Short problem: Render every line of the material below as a Markdown table with the columns "Row" and "Line", numbering each row and omitting blank lines.

Extracted material:

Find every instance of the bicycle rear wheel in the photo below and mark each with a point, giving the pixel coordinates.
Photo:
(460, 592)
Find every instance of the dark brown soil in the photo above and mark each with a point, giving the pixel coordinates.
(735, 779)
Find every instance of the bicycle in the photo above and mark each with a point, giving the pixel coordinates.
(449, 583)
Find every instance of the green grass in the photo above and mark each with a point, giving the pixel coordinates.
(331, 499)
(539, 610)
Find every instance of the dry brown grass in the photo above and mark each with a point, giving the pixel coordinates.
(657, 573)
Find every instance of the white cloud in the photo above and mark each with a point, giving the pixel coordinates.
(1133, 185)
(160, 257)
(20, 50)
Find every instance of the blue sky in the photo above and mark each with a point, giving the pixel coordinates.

The result:
| Row | Line |
|---|---|
| 1 | Find every instance of the bicycle rear wheel in the photo below and mark each with a point, giving the pixel coordinates. |
| 2 | Photo: |
| 3 | (460, 592) |
| 4 | Find every instance of the dark brown soil in the photo above and mark each with a point, giving the pixel coordinates. |
| 5 | (735, 779) |
| 6 | Find every instance of the bicycle in the photo above and mark each with a point, giving the pixel coordinates. |
| 7 | (449, 583) |
| 8 | Find every instance of the green grass in the photo above and mark each with a point, giving the pixel coordinates. |
| 9 | (331, 499) |
| 10 | (539, 610) |
| 11 | Find every instance of the dry brown grass in the photo above and mark each with a point, giving the pixel coordinates. |
| 12 | (657, 573) |
| 13 | Find every instance of the white cloud in the photo above and mark each with a point, giving the pixel coordinates. |
| 14 | (1133, 185) |
| 15 | (160, 257) |
| 16 | (20, 50) |
| 17 | Find every instance of the blue sky in the photo above and mark each with a point, giving the pixel coordinates. |